** To do **
Rewrite every line of the records below as a JSON list of strings, one string per line, leaving out any blank lines.

** Data shown **
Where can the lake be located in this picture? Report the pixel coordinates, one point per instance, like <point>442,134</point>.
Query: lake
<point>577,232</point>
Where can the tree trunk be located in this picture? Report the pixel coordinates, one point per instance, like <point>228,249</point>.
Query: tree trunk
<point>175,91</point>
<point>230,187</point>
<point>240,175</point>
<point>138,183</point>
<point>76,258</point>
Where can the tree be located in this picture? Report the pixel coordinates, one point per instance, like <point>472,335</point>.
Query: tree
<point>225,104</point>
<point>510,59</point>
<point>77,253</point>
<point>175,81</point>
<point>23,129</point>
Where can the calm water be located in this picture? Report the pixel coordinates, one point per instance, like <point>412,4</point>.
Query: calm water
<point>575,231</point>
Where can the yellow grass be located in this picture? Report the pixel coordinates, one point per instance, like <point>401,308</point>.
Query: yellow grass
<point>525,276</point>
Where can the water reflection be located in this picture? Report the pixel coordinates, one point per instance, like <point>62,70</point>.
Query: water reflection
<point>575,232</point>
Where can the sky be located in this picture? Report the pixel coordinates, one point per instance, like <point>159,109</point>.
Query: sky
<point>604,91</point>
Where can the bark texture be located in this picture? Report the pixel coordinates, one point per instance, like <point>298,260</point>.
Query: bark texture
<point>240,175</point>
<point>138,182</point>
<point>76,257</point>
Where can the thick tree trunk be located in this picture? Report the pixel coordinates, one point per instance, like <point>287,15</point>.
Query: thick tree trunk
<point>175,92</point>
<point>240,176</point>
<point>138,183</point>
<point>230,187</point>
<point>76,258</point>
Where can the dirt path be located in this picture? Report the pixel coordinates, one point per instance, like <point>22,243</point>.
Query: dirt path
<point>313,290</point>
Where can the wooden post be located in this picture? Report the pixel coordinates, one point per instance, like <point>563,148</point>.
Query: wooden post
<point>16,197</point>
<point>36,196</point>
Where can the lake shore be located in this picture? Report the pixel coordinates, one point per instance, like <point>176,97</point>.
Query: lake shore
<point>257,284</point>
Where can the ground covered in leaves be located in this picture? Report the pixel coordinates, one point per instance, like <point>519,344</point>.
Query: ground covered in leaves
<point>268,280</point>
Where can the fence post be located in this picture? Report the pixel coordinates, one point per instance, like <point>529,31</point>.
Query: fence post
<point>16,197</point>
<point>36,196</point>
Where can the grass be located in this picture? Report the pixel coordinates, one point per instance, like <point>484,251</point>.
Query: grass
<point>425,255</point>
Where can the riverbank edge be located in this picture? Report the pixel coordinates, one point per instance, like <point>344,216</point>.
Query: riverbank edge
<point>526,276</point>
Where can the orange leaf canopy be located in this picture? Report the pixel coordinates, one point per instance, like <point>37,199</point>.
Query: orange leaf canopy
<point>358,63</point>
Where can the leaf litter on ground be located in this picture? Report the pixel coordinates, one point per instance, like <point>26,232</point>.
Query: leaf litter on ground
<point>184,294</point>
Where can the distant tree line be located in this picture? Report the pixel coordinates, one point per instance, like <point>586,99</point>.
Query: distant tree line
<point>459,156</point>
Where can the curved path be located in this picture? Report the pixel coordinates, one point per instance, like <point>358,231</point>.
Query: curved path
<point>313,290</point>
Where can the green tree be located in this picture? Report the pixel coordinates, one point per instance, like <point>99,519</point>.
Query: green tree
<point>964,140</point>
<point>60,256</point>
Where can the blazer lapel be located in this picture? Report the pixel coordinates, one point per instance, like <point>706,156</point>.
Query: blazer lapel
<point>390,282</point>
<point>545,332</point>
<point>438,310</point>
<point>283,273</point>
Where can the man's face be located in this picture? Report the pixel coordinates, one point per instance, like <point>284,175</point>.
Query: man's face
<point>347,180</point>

** Right answer **
[
  "Where can the lake be located in this picture? Report the pixel coordinates, one point per instance, like <point>442,134</point>.",
  "Query: lake",
  "<point>577,232</point>",
  "Where can the tree trunk be located in this picture? Report the pixel coordinates, one point per instance, like <point>228,249</point>.",
  "Query: tree trunk",
  "<point>175,91</point>",
  "<point>230,187</point>",
  "<point>240,175</point>",
  "<point>138,183</point>",
  "<point>76,258</point>",
  "Where can the tree be located in this picture? Report the pixel coordinates, one point per instance, like <point>472,335</point>.",
  "Query: tree",
  "<point>225,104</point>",
  "<point>510,59</point>",
  "<point>77,253</point>",
  "<point>175,81</point>",
  "<point>23,129</point>",
  "Where can the calm water be located in this picture? Report the pixel coordinates, one point per instance, like <point>412,4</point>.",
  "Query: calm water",
  "<point>575,231</point>",
  "Where can the yellow grass be located in this picture? Report the pixel coordinates, one point per instance, like <point>401,308</point>.",
  "Query: yellow grass",
  "<point>525,276</point>",
  "Where can the water reflection be located in this picture? Report the pixel coordinates, one point per instance, like <point>62,70</point>.",
  "Query: water reflection",
  "<point>575,232</point>",
  "Where can the sky be located in this picture? Report the pixel coordinates, one point per instance, like <point>159,109</point>.",
  "Query: sky",
  "<point>604,91</point>",
  "Where can the bark texture be located in this picture? Report the pixel coordinates, one point per instance, like <point>298,260</point>.",
  "Query: bark texture",
  "<point>240,175</point>",
  "<point>138,182</point>",
  "<point>76,257</point>",
  "Where can the thick tree trunk be located in this picture? Report the pixel coordinates, one point per instance, like <point>287,15</point>.",
  "Query: thick tree trunk",
  "<point>175,92</point>",
  "<point>240,176</point>",
  "<point>138,183</point>",
  "<point>230,187</point>",
  "<point>76,258</point>",
  "Where can the dirt path be located in this picture? Report the pixel coordinates, one point per instance, like <point>22,243</point>.",
  "Query: dirt path",
  "<point>313,290</point>",
  "Where can the wooden post be located in this picture? Report the pixel coordinates, one point per instance, like <point>563,148</point>.",
  "Query: wooden post",
  "<point>16,197</point>",
  "<point>36,196</point>",
  "Where can the lake shore be located in this picture? Report the pixel coordinates, one point per instance, like <point>176,97</point>.",
  "Query: lake shore",
  "<point>257,284</point>",
  "Where can the ground covered in leaves be located in this picture? Report the pixel coordinates, one point per instance, like <point>519,344</point>.",
  "Query: ground covered in leaves",
  "<point>268,280</point>",
  "Where can the fence post be located in this picture? Report the pixel coordinates, one point per instance, like <point>529,31</point>.",
  "Query: fence post",
  "<point>16,197</point>",
  "<point>36,196</point>",
  "Where can the grass be located in this picture? Report the pixel coordinates, one point per instance, like <point>484,251</point>.",
  "Query: grass",
  "<point>425,255</point>",
  "Where can the riverbank edge be located in this picture? Report the pixel coordinates, one point per instance, like <point>344,216</point>.",
  "Query: riverbank edge",
  "<point>526,276</point>",
  "Where can the orange leaf canopy be located in this picture? Report the pixel coordinates, one point per instance, like <point>37,199</point>.",
  "Query: orange leaf canopy",
  "<point>358,63</point>",
  "Where can the leaf litter on ground be located in this picture? Report the pixel coordinates, one point per instance, like <point>26,232</point>.",
  "Query: leaf litter on ground",
  "<point>184,294</point>",
  "Where can the distant tree line be located in this picture? Report the pixel coordinates, one point per instance, like <point>586,99</point>.",
  "Query: distant tree line",
  "<point>459,156</point>",
  "Where can the curved path be located in this picture? Report the pixel coordinates, one point per instance, like <point>358,231</point>.",
  "Query: curved path",
  "<point>313,290</point>",
  "Where can the green tree be located in this picture? Report the pixel coordinates, one point per instance, like <point>99,519</point>.",
  "Query: green tree",
  "<point>964,140</point>",
  "<point>60,256</point>",
  "Where can the blazer lapel be located in this picture? Report the pixel coordinates, one point per instance, like <point>706,156</point>.",
  "Query: blazer lapel",
  "<point>390,282</point>",
  "<point>545,332</point>",
  "<point>438,310</point>",
  "<point>283,273</point>",
  "Where can the man's face be located in this picture? Report the pixel coordinates, one point per instance, like <point>284,175</point>.",
  "Query: man's face",
  "<point>347,180</point>"
]